Aim of the task
Reproduce every line of the material, beginning at the line that has "of the amber" and stopping after the line that has "x=633, y=72". Offset each x and y coordinate in the answers by -111, and change no other number.

Pointing dataset records
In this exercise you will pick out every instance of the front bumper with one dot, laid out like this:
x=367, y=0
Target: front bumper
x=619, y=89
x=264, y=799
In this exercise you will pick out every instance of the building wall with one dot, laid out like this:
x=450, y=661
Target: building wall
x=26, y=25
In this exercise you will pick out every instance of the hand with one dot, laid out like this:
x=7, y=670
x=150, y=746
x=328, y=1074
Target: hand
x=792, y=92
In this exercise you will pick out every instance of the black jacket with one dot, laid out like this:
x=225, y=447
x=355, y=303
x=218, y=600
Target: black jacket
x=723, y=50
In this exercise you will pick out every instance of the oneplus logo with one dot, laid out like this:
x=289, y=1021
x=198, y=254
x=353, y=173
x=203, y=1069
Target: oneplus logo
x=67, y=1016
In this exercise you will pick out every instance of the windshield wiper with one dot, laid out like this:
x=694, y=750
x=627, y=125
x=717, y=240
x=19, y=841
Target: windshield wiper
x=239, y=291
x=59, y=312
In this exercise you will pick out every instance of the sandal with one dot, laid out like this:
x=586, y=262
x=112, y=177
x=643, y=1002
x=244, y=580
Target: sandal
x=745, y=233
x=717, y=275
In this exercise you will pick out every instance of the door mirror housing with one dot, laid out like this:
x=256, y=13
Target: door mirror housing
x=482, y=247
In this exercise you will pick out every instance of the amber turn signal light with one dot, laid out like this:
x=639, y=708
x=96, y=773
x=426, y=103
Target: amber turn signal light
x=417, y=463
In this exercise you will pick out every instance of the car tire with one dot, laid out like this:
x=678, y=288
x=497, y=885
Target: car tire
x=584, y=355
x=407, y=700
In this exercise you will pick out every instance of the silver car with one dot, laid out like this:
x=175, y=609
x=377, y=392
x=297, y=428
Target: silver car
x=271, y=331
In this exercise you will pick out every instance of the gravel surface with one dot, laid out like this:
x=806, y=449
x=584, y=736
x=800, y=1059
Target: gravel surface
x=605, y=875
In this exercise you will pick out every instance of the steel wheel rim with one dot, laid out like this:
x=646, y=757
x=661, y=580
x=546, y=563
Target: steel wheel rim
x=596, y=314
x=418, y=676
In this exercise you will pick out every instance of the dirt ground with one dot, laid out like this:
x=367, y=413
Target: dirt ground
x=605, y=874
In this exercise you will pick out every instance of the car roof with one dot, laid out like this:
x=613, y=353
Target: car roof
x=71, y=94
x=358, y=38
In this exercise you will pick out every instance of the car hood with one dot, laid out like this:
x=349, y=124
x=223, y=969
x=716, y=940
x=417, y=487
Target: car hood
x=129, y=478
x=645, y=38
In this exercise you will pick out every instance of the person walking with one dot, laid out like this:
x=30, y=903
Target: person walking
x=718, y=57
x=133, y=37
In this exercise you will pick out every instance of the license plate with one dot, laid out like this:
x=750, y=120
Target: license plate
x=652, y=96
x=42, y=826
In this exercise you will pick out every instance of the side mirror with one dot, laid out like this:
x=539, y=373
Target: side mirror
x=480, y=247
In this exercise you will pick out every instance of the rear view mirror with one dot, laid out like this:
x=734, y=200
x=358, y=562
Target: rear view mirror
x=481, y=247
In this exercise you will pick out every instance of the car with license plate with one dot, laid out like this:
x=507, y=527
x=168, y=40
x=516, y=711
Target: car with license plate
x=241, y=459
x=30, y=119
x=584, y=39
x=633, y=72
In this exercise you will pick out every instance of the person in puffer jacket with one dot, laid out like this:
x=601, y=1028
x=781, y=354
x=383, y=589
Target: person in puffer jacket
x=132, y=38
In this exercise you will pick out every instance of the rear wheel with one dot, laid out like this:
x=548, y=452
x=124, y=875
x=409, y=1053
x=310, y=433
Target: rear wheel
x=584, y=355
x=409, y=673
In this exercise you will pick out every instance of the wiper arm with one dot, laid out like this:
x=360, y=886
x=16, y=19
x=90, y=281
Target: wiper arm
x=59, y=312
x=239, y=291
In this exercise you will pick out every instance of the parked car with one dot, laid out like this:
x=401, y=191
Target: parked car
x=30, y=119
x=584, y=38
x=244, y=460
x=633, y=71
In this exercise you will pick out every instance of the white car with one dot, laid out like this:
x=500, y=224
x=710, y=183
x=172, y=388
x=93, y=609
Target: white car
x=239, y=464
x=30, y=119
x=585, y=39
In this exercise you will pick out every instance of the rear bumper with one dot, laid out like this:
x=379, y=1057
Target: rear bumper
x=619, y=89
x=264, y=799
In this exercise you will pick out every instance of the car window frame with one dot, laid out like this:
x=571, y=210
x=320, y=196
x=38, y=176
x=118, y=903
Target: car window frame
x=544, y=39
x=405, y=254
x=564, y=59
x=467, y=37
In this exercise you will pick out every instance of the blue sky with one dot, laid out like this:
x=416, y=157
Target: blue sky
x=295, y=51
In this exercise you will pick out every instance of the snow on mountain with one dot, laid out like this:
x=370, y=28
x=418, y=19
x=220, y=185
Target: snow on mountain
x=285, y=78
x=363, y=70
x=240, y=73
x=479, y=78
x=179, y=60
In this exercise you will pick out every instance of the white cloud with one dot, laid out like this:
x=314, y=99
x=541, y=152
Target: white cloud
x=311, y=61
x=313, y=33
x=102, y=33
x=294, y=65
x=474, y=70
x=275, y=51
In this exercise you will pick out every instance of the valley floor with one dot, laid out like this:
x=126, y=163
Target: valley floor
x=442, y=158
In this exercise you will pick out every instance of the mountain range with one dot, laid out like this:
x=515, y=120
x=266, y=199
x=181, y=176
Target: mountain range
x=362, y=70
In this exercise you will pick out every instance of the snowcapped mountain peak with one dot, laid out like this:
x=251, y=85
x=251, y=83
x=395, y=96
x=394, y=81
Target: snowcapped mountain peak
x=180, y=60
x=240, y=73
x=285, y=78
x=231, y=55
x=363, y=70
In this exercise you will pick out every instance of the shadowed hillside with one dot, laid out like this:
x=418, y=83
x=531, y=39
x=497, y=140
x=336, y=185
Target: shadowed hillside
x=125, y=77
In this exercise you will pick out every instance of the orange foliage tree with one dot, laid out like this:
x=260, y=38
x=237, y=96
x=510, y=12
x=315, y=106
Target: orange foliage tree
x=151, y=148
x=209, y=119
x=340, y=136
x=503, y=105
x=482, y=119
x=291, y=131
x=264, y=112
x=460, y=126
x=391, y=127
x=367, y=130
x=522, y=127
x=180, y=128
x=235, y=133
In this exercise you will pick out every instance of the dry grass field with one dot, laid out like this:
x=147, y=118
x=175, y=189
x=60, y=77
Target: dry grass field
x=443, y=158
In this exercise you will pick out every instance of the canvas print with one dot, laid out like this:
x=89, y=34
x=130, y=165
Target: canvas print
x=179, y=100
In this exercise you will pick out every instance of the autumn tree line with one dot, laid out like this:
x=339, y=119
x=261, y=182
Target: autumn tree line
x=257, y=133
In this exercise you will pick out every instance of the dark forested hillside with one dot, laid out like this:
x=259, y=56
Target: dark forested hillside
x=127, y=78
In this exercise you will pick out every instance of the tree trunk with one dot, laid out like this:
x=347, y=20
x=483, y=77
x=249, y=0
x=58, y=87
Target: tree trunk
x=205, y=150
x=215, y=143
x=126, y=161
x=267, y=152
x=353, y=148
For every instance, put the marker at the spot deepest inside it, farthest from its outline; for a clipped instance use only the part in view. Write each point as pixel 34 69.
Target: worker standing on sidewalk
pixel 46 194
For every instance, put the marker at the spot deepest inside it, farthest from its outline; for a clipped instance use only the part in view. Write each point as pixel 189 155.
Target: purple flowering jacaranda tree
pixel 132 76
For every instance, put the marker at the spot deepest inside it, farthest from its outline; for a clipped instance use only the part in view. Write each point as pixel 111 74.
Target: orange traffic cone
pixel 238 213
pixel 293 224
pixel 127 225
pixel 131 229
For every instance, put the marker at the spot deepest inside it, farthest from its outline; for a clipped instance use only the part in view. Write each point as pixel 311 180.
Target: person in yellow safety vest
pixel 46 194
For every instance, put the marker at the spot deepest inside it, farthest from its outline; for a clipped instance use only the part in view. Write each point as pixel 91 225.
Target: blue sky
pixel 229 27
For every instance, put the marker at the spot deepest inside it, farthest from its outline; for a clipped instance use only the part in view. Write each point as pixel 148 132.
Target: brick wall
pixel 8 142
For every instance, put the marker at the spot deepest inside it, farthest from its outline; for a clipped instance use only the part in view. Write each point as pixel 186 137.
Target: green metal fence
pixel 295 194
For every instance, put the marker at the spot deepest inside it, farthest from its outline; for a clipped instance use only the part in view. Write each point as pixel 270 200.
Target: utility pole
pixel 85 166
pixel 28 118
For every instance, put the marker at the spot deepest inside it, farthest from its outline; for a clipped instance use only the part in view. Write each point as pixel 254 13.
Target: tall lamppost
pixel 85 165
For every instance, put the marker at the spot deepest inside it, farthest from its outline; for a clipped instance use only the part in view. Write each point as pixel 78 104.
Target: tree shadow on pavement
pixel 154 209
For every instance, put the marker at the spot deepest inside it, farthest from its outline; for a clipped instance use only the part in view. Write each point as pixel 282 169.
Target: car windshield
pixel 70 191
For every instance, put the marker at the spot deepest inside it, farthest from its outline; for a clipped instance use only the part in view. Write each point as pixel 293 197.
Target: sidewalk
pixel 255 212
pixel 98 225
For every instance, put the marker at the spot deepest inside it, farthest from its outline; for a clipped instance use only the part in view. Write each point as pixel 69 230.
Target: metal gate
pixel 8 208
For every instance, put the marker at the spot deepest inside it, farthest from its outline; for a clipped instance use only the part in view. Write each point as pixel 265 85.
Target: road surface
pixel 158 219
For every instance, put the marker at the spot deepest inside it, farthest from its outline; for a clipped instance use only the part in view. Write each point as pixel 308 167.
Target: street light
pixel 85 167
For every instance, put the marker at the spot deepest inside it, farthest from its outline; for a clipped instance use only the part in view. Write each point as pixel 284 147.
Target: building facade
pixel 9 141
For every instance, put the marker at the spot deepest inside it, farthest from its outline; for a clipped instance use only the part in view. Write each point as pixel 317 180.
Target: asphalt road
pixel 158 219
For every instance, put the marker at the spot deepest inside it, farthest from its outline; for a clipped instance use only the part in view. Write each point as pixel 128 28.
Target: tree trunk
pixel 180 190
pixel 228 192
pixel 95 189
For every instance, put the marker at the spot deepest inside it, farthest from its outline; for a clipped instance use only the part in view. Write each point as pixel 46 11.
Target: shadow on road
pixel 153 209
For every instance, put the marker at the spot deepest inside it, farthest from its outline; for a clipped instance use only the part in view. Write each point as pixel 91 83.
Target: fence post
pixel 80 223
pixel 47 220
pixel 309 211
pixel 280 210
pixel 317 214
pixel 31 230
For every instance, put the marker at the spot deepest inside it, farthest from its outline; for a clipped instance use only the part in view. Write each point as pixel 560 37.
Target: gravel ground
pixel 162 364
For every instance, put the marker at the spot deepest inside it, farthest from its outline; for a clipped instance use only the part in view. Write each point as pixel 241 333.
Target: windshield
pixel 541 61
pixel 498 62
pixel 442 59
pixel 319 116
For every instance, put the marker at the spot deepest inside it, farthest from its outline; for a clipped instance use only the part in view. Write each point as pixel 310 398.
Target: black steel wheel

Task result
In this exercise you will pick out every instance of the amber turn signal light with one dot, laid out like this:
x=639, y=708
x=96, y=773
x=426, y=103
Target: amber turn signal light
x=306, y=352
In this exercise you will pick out every instance of the car tire with one dot, laid out like this:
x=678, y=288
x=497, y=885
Target: car tire
x=473, y=244
x=296, y=589
In this exercise you will pick out every instance of the silver car with one dot, laid out like this:
x=175, y=609
x=377, y=392
x=297, y=428
Target: silver car
x=160, y=220
In this exercise you will pick out every instance of the gravel surface with one dot, laid out like this:
x=806, y=449
x=584, y=736
x=800, y=1059
Target: gravel surface
x=494, y=764
In this exercise you will pick out every instance of the steel wheel rim with one dot, laid out like this:
x=646, y=757
x=661, y=580
x=546, y=563
Target: steel wheel rim
x=485, y=203
x=307, y=565
In this exercise you will pick out every instance of the dirt ground with one dot, laid out like this:
x=367, y=413
Target: dirt ground
x=494, y=763
In this exercise you will pick out every instance of the car roof with one dot, laid out like this:
x=613, y=353
Target: car roof
x=-40, y=-17
x=247, y=-73
In this exercise you will pick out every instance of the car hood with one dot, laid out like this:
x=349, y=124
x=223, y=969
x=716, y=940
x=417, y=487
Target: car hood
x=18, y=367
x=534, y=-73
In this exercise you will pick out every instance of the person walking with one dot, laid out like this:
x=30, y=903
Target: person walking
x=607, y=-54
x=22, y=-74
In this exercise you will pick out every instance of the license plate with one dot, laid out like this:
x=750, y=120
Target: license plate
x=541, y=-15
x=-69, y=715
In this exercise you will pick out every instance of the side mirror with one dot, laid out like this:
x=539, y=373
Target: side mirror
x=369, y=136
In this exercise you will pick out every instance of the rear view mirror with one dot, laid out like this:
x=734, y=200
x=358, y=562
Target: rear view mirror
x=370, y=136
In this exercise you will pick out every instance of the car with license plate with one dot, laid out like this:
x=507, y=527
x=168, y=40
x=516, y=711
Target: car with license plate
x=130, y=348
x=-81, y=8
x=473, y=-72
x=522, y=-39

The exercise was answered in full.